▶ [TASK OBJECTIVE]:
Copy all the entries word for word, but omit the pictures.

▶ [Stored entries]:
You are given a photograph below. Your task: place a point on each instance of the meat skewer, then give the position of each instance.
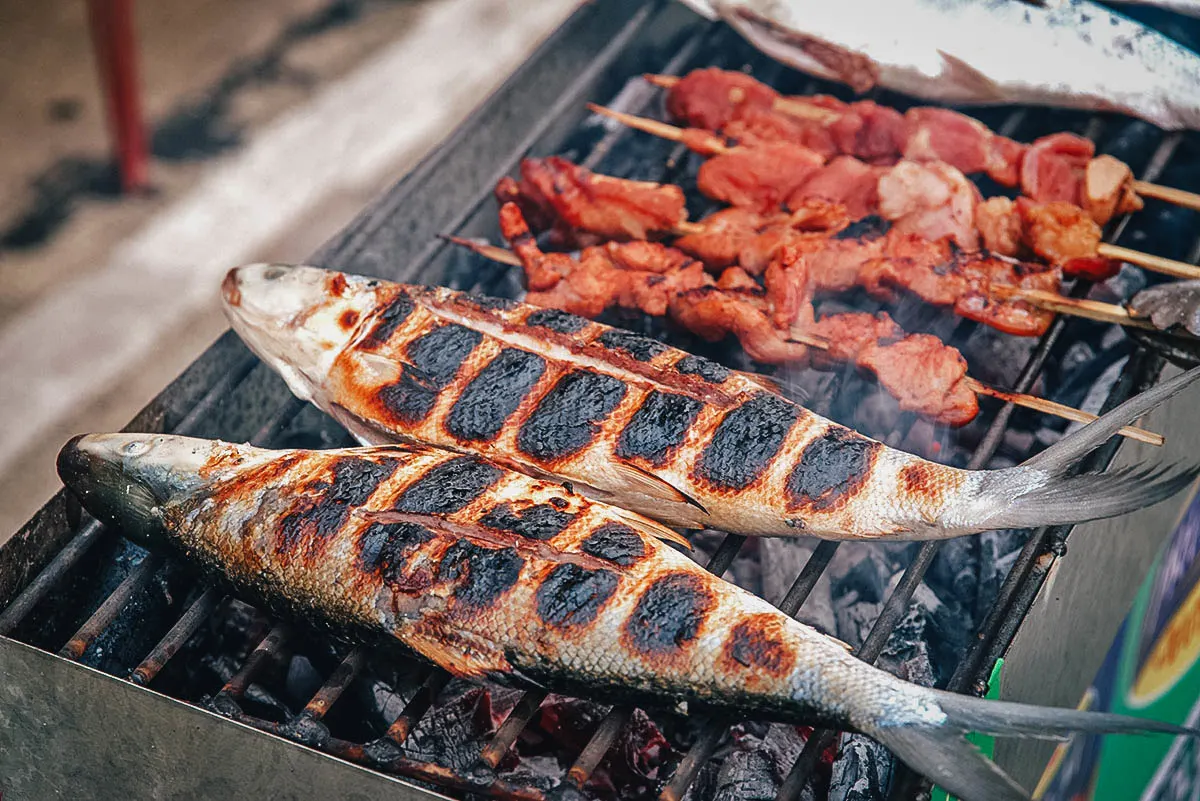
(705, 143)
(712, 98)
(503, 256)
(580, 206)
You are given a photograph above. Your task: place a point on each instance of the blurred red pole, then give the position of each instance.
(117, 60)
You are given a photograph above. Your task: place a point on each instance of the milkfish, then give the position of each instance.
(631, 421)
(495, 574)
(1068, 53)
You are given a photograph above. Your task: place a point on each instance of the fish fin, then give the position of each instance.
(943, 754)
(455, 651)
(1039, 491)
(801, 50)
(387, 369)
(655, 487)
(961, 73)
(702, 7)
(653, 528)
(955, 764)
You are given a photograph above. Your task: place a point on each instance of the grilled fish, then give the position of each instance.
(495, 574)
(1069, 53)
(630, 421)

▶ [ANSWER BOX]:
You are given a photograph below. Your task: place a point on each instance of the meat skewer, then give the position of each instance.
(705, 143)
(712, 98)
(503, 256)
(580, 206)
You are given a photograph above. Your task: place a point on each instance of the blurred red pole, then give the position of each instance.
(117, 60)
You are given a photograph above. Your task: place a point on each instance of the milkfish, then give the position of each instance.
(631, 421)
(495, 574)
(1068, 53)
You are given a photograph above. Your task: place a point on each instance of the fish fin, then give the position of each instance.
(943, 754)
(455, 651)
(1039, 491)
(801, 50)
(387, 369)
(655, 487)
(961, 73)
(702, 7)
(653, 528)
(955, 764)
You are given a photograph above. Your task: place a point on each instance of the grilled fish, then give the position of each instance.
(495, 574)
(1069, 53)
(630, 421)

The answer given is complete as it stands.